Условие задания: Извлеките без изменений часть отрывка о пребывании в Экс-ан-Провансе, начиная со слов «1769–1770. ФРАНЦИЯ. ИТАЛИЯ» и заканчивая словами «папу заместо Редзонико.».

1769–1770. ФРАНЦИЯ. ИТАЛИЯ
ТОМ XI
ГЛАВА VI
Житье мое в Экс-ан-Провансе; тяжкая болезнь, незнакомка выхаживает меня. Маркиз д'Аржанс. Калиостро. Отъезд. Письмо Генриетты. Марсель <…>
Покинув Ним, я вознамерился провести карнавал в Эксе, славящемся Парламентом своим и благородным дворянством. Я желал познакомиться с ним. Я остановился в «Трех дофинах», коли не ошибаюсь; там я повстречал испанского кардинала, направлявшегося в Рим на конклав, дабы избрать нового папу заместо Редзонико.
От комнаты Его Преосвященства меня отделяла лишь тонкая перегородка, и я за ужином услыхал, какой нагоняй задал он кому-то, похоже, первому своему камердинеру, ведавшему дорожными расходами. Причина, вызвавшая праведный гнев кардинала, была та, что служитель скупился на обеды и ужины, как будто хозяин его был первейшим из испанских нищих.
— Я и не думаю скупиться, монсеньор, но тратить более решительно невозможно, если только не понуждать трактирщиков заламывать вдвое за трапезы, кои сами вы изволите находить обильными, где стол ломится от дичи, рыбы, вин.
— Пусть так, а голова вам на что дана? Вы могли бы отправлять вперед посыльных, заказывать обеды в местах, где я останавливаться не намерен, и все равно платить за них; пусть готовят на двенадцать человек, когда нас шесть, и непременно накрывают три стола, один для нас, другой для священников, третий для слуг. Ямщикам вы даете всего двадцать су, мне приходится краснеть за вас; сверх того, что за прогоны полагается, надобно давать не меньше экю, а коль сдачу с луидора приносят, оставлять ее на столе. Я видел, вы ее себе в карман кладете. Что за нищенство? И в Версале, и в Мадриде, и в Риме, ведь все всё знают, станут говорить, что кардинал де ла Серда нищий или, хуже того, скупец. Так знайте, что я не тот и не другой. Перестаньте позорить меня иль убирайтесь вон.

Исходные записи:

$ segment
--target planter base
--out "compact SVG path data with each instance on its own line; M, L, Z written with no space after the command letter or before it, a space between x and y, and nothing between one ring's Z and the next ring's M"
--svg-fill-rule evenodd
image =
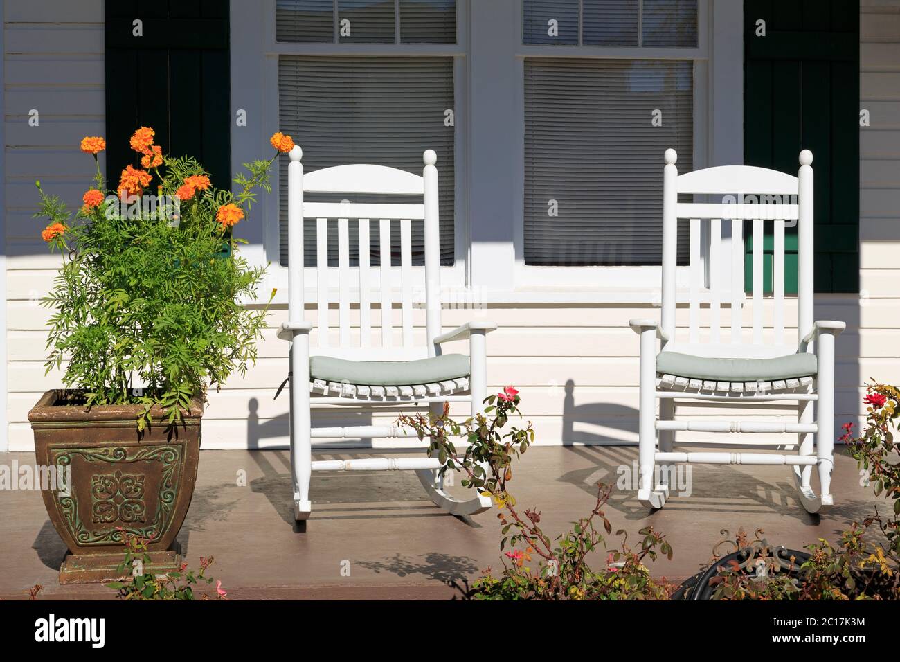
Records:
M175 550L148 552L144 572L165 574L181 567L181 554ZM68 554L59 567L59 584L101 584L128 578L131 568L119 572L124 550L115 554Z

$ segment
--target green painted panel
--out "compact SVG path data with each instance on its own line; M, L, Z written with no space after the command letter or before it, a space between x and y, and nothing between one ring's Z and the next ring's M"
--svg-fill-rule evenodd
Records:
M143 22L143 36L132 22ZM106 175L114 187L140 155L139 126L172 156L196 157L230 186L229 0L106 3Z
M859 15L855 1L744 2L744 163L796 175L799 151L813 151L816 292L860 286ZM764 37L755 33L759 20ZM752 240L744 236L750 293ZM786 290L794 294L796 229L786 230L785 242Z

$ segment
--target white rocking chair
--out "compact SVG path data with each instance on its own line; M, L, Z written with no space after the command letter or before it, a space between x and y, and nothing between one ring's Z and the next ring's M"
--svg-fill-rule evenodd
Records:
M294 517L305 521L312 510L310 479L312 471L416 472L431 500L449 513L471 515L490 507L490 499L475 493L460 500L446 491L437 469L438 459L426 457L312 461L311 440L385 439L406 436L392 425L318 428L310 425L310 408L328 405L356 407L405 406L427 404L440 411L445 402L471 403L474 415L486 396L485 334L497 328L489 322L473 322L441 332L440 251L438 247L437 157L424 154L422 177L375 165L326 168L303 175L302 150L295 147L288 165L288 322L278 337L291 342L291 464L293 474ZM304 202L304 193L346 193L360 195L412 196L412 204L359 202ZM420 203L420 204L419 204ZM310 356L313 325L304 315L303 222L316 219L316 276L318 348ZM338 266L328 265L328 219L337 219ZM370 219L380 222L381 345L373 346L372 288L375 268L369 264ZM350 221L359 228L359 266L350 266ZM411 222L424 221L427 344L413 341L413 278ZM392 265L391 225L399 222L400 262ZM329 337L329 277L337 276L339 331ZM420 275L419 279L421 280ZM394 286L400 290L400 347L393 347ZM354 296L352 296L355 295ZM351 298L353 299L351 301ZM358 305L358 338L351 341L351 304ZM470 353L441 354L441 344L468 338ZM337 340L336 347L331 346ZM311 394L310 394L311 393Z
M807 150L800 152L798 177L749 166L709 168L680 176L676 159L675 150L667 150L662 195L662 322L649 319L629 322L641 338L638 499L645 506L662 508L670 494L670 466L675 463L787 465L796 482L804 508L809 512L824 512L833 504L831 475L834 445L834 339L845 325L842 322L813 321L813 155ZM736 204L680 203L680 194L710 195L719 200L731 195ZM760 196L760 200L766 204L743 204L746 195ZM789 199L794 195L797 196L796 204ZM690 232L686 339L680 337L681 332L676 338L679 219L689 220ZM707 219L708 264L704 265L701 221ZM722 222L728 219L732 228L732 268L730 286L726 286L730 292L721 282L728 278L719 277ZM774 220L770 297L763 295L764 219ZM752 221L752 332L742 328L742 306L745 299L742 240L745 220ZM784 339L786 220L796 220L798 232L797 341L787 343ZM705 267L708 268L706 290L701 285ZM705 307L700 305L701 296L707 303ZM723 339L721 330L723 322L726 322L722 319L721 306L725 296L730 296L731 301L730 341ZM701 328L704 308L708 310L708 325ZM771 326L764 329L764 321ZM662 340L659 353L657 339ZM797 422L676 421L676 400L724 403L730 408L796 401L798 417ZM713 442L708 437L676 441L676 431L787 433L798 438L771 444L768 440L761 444L740 440L734 443L734 439L732 443ZM677 448L767 445L775 445L778 449L796 447L796 452L787 455L691 452ZM818 467L818 495L810 485L813 467Z

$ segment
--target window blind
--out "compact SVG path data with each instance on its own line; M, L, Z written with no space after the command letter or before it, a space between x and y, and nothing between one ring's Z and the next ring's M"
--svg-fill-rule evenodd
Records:
M400 0L403 43L456 43L456 0Z
M580 0L524 0L522 42L577 46L580 14ZM556 22L555 34L550 33L551 21Z
M393 43L394 0L338 0L338 31L339 43Z
M692 169L692 71L683 60L526 59L526 264L662 263L662 154L675 149L680 171Z
M522 0L522 42L696 48L697 21L697 0Z
M278 0L275 39L279 41L334 41L334 0Z
M697 0L644 0L644 45L697 47Z
M582 0L586 46L637 46L637 0Z
M303 149L303 170L375 163L422 174L422 152L437 152L441 264L454 261L454 107L452 58L306 57L278 60L279 127ZM287 265L287 159L280 159L280 257ZM409 196L345 195L308 201L409 203ZM370 231L372 264L380 264L377 219ZM351 223L351 260L358 264L357 228ZM392 245L400 257L399 223ZM424 264L423 227L412 223L413 264ZM315 222L304 225L304 263L316 264ZM328 263L337 266L337 232L329 229Z
M276 0L275 38L293 43L456 43L456 0Z

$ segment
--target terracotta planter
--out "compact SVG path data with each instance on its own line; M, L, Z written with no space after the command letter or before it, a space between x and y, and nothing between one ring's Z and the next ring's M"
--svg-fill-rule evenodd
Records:
M139 437L138 405L87 411L77 394L48 391L28 413L37 463L70 473L70 494L41 485L47 513L71 552L59 583L116 578L122 532L152 538L150 564L167 572L181 563L173 549L197 479L202 401L171 438L164 423ZM162 412L154 410L158 420ZM146 564L145 564L146 568Z

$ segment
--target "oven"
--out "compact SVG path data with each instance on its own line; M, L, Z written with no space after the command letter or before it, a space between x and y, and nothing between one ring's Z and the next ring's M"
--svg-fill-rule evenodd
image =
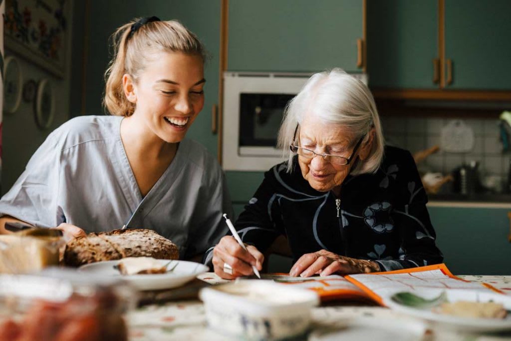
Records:
M284 109L311 74L224 73L224 170L266 171L284 160L276 147ZM354 76L367 83L365 74Z

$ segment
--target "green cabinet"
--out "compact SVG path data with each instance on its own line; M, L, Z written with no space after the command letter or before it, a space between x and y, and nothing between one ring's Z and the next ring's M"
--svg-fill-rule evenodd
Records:
M367 1L371 87L437 88L436 0Z
M229 2L227 70L360 72L362 0Z
M369 85L436 90L433 99L511 90L510 13L506 0L368 0Z
M448 88L511 89L510 14L508 0L446 0Z
M454 275L511 275L510 209L428 207L444 262Z

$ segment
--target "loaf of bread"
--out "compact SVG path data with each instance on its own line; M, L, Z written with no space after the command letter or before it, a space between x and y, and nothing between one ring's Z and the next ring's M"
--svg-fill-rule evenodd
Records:
M125 257L177 259L179 256L175 244L151 230L115 230L73 239L66 245L64 263L80 266Z

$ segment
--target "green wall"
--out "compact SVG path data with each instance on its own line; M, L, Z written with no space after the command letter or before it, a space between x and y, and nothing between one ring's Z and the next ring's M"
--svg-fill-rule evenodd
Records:
M455 275L511 275L509 209L429 207L437 244Z

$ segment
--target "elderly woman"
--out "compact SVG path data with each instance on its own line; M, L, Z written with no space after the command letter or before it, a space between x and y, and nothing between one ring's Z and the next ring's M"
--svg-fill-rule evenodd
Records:
M369 89L341 70L314 75L289 104L279 132L289 160L265 174L213 250L215 272L232 279L261 269L286 237L303 277L397 270L440 263L410 153L384 146Z

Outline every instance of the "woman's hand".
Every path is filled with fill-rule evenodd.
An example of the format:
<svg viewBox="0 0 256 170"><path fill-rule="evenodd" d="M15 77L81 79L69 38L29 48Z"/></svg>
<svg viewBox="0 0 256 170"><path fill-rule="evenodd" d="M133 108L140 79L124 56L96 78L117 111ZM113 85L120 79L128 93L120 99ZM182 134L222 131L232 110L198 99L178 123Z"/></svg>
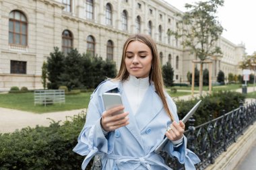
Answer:
<svg viewBox="0 0 256 170"><path fill-rule="evenodd" d="M182 138L185 132L185 124L181 120L179 121L179 124L173 122L170 128L170 130L165 133L168 139L175 141Z"/></svg>
<svg viewBox="0 0 256 170"><path fill-rule="evenodd" d="M120 105L105 111L102 114L100 124L104 130L106 132L113 131L115 129L129 124L128 112L113 116L115 112L123 110L125 108L123 105Z"/></svg>

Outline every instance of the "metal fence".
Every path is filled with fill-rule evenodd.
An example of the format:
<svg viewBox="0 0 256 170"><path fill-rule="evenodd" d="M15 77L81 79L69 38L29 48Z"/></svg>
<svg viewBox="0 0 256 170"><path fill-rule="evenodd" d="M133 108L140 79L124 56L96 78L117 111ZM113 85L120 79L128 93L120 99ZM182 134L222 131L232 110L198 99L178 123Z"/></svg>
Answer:
<svg viewBox="0 0 256 170"><path fill-rule="evenodd" d="M222 116L194 127L195 120L189 119L189 124L185 135L187 137L187 148L193 151L201 159L196 165L197 169L205 169L244 131L256 120L256 102L243 105L241 102L240 107ZM169 157L166 153L162 153L166 163L173 169L185 169L184 165L180 164L174 158Z"/></svg>
<svg viewBox="0 0 256 170"><path fill-rule="evenodd" d="M35 90L34 105L43 104L46 106L53 103L65 103L65 90Z"/></svg>

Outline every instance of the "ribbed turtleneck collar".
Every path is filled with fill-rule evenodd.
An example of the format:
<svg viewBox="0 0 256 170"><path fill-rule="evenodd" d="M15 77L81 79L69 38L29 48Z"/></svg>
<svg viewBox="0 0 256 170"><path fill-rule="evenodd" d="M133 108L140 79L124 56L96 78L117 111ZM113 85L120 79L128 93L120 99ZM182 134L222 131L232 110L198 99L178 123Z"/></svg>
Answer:
<svg viewBox="0 0 256 170"><path fill-rule="evenodd" d="M149 79L149 77L137 79L136 77L130 75L127 83L139 88L147 88L150 85Z"/></svg>

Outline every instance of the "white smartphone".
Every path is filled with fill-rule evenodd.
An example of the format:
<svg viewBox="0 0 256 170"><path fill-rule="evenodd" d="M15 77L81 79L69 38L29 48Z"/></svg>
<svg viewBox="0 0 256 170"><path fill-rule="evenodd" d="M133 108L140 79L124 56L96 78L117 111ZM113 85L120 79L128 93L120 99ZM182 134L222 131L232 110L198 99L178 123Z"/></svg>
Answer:
<svg viewBox="0 0 256 170"><path fill-rule="evenodd" d="M102 97L106 110L123 105L122 98L119 93L104 93L102 95ZM114 113L113 115L114 116L123 113L123 110L120 110Z"/></svg>

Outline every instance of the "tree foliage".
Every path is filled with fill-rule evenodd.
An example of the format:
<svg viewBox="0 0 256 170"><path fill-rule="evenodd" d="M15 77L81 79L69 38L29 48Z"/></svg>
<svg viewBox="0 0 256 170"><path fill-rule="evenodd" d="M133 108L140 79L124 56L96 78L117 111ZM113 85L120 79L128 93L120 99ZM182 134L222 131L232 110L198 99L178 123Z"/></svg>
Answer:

Ответ к заданию:
1769–1770. ФРАНЦИЯ. ИТАЛИЯ
ТОМ XI
ГЛАВА VI
Житье мое в Экс-ан-Провансе; тяжкая болезнь, незнакомка выхаживает меня. Маркиз д'Аржанс. Калиостро. Отъезд. Письмо Генриетты. Марсель <…>
Покинув Ним, я вознамерился провести карнавал в Эксе, славящемся Парламентом своим и благородным дворянством. Я желал познакомиться с ним. Я остановился в «Трех дофинах», коли не ошибаюсь; там я повстречал испанского кардинала, направлявшегося в Рим на конклав, дабы избрать нового папу заместо Редзонико.